» **Exercise objective**
In the following listing, work out how many lines contain the string "striped", and state only that number.

» **Data records**

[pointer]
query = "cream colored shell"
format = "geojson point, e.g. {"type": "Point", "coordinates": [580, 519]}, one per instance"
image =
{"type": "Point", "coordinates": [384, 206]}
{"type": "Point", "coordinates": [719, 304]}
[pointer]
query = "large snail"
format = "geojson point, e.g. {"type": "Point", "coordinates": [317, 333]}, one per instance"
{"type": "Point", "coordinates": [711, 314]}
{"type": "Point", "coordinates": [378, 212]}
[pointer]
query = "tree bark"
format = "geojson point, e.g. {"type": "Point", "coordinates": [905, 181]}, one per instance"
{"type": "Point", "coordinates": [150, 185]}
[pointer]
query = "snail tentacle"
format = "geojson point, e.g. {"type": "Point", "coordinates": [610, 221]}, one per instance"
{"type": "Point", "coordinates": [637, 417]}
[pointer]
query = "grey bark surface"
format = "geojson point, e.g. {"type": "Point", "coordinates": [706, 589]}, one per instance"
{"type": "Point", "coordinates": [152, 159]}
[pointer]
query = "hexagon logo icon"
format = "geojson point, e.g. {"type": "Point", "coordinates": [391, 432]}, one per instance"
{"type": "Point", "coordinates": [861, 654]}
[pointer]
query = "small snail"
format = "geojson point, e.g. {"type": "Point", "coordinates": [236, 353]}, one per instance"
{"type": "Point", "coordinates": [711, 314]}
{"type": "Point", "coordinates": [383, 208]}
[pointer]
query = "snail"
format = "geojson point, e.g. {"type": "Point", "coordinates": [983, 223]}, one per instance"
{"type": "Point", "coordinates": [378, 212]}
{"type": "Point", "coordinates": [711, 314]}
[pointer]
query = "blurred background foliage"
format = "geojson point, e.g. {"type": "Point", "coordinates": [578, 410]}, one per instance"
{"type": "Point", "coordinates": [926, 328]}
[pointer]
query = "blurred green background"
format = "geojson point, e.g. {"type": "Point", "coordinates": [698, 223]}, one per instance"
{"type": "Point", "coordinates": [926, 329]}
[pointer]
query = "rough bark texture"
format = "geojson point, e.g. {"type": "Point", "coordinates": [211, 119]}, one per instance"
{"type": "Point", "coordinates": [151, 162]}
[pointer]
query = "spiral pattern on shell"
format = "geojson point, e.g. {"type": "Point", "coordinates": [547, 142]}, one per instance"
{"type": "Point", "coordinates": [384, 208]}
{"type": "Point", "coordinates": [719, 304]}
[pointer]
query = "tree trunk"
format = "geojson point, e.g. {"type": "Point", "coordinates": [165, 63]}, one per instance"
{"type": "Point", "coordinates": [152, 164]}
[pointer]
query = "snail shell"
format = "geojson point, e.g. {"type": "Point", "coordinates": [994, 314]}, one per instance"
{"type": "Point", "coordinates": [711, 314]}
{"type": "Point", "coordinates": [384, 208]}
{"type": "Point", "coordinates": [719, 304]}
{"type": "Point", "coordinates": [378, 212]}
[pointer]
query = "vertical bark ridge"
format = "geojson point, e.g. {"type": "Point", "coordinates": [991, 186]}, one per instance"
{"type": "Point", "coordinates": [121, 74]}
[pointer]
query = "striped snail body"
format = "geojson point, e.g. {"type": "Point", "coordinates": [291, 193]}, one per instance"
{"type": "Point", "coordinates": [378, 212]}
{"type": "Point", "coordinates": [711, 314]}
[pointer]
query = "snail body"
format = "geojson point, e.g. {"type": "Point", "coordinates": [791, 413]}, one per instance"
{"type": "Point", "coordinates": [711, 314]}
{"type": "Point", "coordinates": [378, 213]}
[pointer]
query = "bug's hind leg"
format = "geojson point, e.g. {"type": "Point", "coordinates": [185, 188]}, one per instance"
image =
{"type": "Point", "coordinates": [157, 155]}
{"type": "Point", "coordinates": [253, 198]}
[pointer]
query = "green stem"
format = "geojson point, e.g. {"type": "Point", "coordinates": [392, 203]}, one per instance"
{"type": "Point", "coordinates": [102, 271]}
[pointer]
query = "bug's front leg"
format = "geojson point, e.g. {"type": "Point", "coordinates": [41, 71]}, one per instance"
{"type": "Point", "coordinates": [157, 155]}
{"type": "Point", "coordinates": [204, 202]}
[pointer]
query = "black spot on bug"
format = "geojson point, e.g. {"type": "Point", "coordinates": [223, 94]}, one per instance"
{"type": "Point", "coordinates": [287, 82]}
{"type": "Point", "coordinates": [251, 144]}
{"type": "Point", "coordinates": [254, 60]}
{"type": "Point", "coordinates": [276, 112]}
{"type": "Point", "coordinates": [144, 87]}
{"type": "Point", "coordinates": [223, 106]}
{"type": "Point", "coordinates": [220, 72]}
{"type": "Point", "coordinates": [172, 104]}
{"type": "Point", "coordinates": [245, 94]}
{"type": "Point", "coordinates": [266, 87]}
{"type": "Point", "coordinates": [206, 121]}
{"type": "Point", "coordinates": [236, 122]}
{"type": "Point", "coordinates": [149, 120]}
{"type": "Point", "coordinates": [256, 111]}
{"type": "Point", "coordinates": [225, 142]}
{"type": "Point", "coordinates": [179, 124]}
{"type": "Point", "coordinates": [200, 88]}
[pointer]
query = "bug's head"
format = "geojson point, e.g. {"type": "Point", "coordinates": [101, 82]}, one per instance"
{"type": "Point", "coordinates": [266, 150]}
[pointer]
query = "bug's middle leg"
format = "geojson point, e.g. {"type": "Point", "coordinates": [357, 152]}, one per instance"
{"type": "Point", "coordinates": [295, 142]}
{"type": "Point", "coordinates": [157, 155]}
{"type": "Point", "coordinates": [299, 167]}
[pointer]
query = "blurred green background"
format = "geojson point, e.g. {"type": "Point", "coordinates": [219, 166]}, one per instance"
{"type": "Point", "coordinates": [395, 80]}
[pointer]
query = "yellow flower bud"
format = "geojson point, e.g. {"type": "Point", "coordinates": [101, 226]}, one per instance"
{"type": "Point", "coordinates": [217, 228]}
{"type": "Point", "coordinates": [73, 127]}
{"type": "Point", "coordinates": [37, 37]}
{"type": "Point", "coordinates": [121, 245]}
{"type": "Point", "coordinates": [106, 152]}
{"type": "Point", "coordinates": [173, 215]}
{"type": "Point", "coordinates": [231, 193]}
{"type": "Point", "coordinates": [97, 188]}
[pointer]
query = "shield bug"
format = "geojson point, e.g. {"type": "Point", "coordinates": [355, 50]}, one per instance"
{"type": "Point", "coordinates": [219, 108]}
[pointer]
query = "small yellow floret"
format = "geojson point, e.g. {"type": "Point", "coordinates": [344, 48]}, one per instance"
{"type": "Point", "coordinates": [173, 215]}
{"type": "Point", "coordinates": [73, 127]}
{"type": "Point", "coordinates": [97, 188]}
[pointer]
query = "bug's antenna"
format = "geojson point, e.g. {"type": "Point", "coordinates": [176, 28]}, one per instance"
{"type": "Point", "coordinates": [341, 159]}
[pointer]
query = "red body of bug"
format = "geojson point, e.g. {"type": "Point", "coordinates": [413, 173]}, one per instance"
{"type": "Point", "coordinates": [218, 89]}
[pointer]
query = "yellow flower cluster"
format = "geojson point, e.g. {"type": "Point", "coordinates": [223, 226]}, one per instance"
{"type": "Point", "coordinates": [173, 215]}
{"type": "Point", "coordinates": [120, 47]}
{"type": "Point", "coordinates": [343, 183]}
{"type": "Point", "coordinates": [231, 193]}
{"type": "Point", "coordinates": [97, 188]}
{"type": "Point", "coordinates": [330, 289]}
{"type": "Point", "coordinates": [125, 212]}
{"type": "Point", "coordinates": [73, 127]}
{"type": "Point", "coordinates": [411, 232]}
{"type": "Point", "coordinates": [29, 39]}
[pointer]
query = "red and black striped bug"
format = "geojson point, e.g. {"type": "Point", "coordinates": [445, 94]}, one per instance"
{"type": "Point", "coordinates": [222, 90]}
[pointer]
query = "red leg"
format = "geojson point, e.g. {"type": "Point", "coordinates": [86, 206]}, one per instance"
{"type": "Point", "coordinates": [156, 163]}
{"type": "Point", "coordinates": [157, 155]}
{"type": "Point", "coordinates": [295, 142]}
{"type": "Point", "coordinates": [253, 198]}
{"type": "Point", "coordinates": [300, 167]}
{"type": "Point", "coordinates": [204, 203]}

» **Final answer**
2